[Records of labeled points]
___

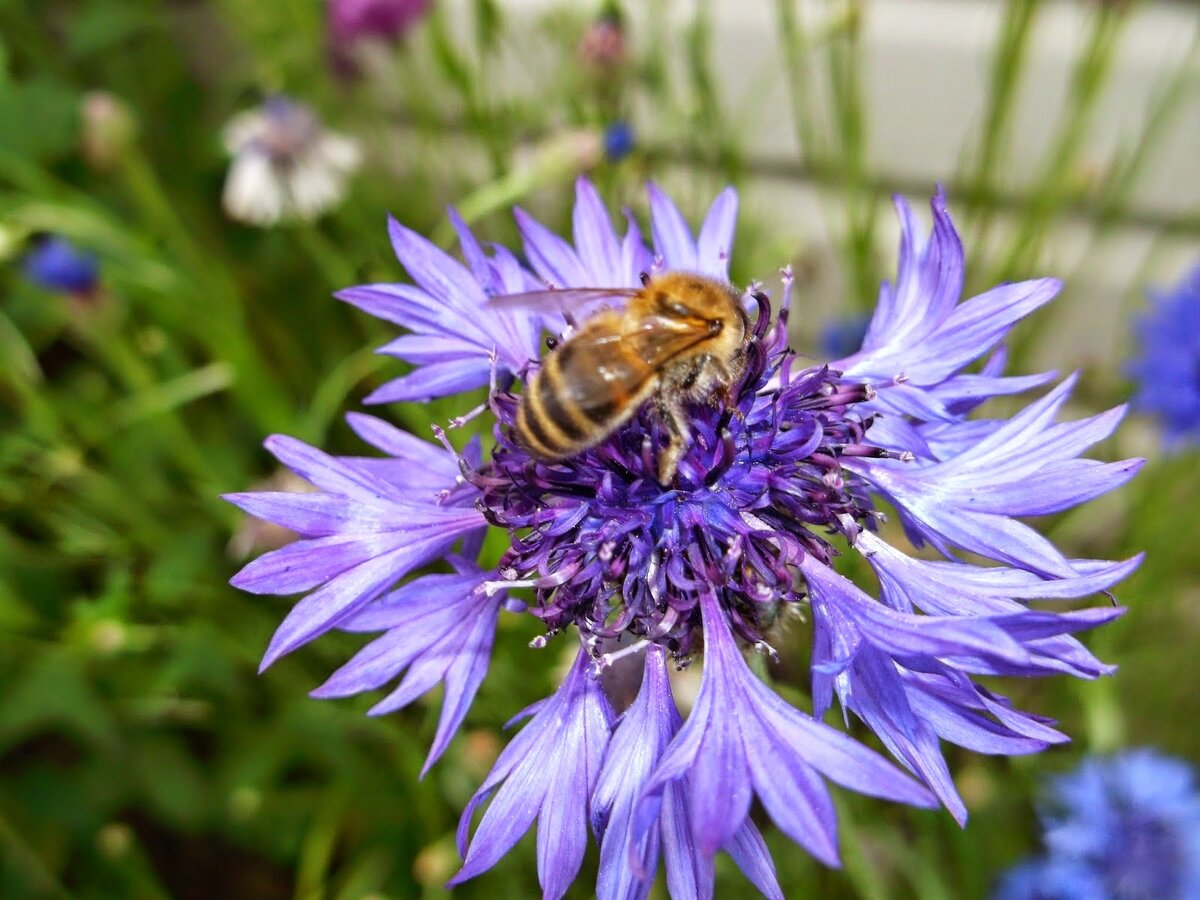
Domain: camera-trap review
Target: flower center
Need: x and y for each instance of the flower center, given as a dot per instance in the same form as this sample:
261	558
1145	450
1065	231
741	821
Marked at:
606	547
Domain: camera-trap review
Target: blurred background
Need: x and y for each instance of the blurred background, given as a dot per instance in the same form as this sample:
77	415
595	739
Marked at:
165	304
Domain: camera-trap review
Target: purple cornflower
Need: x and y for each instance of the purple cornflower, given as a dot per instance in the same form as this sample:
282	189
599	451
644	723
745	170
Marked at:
1168	369
1119	828
778	481
57	264
354	22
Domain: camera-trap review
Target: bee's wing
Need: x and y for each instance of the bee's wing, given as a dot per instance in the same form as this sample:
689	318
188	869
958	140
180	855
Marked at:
557	299
657	340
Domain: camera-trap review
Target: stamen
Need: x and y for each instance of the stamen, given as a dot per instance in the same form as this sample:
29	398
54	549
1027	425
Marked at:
763	647
609	659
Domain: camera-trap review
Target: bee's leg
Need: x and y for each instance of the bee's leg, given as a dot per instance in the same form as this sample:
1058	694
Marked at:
675	420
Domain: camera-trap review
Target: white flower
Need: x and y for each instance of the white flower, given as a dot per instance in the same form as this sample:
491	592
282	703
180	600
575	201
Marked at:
285	163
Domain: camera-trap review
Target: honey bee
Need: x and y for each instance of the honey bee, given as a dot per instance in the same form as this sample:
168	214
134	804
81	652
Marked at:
681	337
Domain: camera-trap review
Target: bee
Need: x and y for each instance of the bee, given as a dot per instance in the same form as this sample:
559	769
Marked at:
681	337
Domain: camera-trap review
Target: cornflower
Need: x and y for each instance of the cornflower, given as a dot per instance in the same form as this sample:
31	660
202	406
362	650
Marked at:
779	481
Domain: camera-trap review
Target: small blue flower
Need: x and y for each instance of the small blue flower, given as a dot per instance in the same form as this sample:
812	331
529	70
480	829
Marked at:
773	485
618	141
1117	828
1168	367
57	264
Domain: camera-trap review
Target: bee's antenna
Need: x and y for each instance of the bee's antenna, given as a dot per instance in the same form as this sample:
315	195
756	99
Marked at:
763	321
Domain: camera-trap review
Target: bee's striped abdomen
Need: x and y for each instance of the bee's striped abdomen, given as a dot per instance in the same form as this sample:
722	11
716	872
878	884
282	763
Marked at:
553	420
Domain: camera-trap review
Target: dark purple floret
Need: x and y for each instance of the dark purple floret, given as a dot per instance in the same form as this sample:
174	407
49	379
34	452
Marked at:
610	550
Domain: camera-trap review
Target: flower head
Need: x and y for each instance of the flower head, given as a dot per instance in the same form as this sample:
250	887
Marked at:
778	478
285	165
1125	827
353	22
1168	366
57	264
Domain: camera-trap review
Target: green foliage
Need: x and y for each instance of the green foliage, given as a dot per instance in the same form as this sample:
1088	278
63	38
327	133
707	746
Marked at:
142	755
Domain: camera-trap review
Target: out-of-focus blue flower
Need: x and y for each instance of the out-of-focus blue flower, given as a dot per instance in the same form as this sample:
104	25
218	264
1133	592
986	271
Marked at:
1117	828
1168	366
792	461
618	141
843	336
57	264
285	163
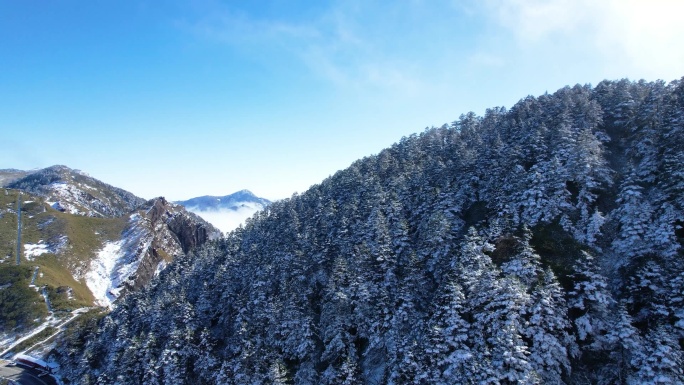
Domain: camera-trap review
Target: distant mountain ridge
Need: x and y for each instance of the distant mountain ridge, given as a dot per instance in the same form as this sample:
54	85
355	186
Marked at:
84	243
538	245
226	212
232	201
73	191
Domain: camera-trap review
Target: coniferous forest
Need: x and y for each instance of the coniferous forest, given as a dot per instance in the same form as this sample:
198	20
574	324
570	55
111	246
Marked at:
540	244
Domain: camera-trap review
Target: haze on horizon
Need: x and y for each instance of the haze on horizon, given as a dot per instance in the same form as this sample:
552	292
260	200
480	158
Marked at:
208	97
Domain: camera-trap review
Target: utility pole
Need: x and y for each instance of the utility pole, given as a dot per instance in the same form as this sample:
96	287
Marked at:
18	228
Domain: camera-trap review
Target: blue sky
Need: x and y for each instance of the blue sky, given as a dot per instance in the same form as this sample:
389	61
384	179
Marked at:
209	97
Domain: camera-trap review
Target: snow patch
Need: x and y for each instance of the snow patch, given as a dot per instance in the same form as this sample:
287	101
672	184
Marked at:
99	278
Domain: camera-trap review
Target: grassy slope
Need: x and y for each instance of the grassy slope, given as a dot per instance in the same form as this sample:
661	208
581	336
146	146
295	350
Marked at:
85	236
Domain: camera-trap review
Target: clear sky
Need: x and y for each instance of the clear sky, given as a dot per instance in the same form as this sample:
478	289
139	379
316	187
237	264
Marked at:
206	97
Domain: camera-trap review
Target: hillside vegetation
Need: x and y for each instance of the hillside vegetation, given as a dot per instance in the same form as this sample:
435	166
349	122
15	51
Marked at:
540	244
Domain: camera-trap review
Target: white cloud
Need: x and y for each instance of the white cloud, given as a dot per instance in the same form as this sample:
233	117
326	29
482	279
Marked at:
226	220
634	37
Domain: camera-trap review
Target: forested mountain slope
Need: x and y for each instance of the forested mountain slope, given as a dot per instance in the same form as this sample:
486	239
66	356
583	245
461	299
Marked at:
540	244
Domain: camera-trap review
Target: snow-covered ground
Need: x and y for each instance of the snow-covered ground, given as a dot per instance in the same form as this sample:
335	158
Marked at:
99	277
115	262
32	250
228	220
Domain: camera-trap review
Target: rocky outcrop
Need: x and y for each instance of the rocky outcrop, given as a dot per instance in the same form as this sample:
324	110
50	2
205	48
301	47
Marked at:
167	230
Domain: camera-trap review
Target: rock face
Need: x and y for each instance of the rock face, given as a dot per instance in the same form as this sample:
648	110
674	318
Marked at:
157	233
173	232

___

* **PROBLEM TO WORK ON**:
How many lines in the entries contain the string "snow", with case counting? Reply with the number alone.

* **THE RESULT**:
4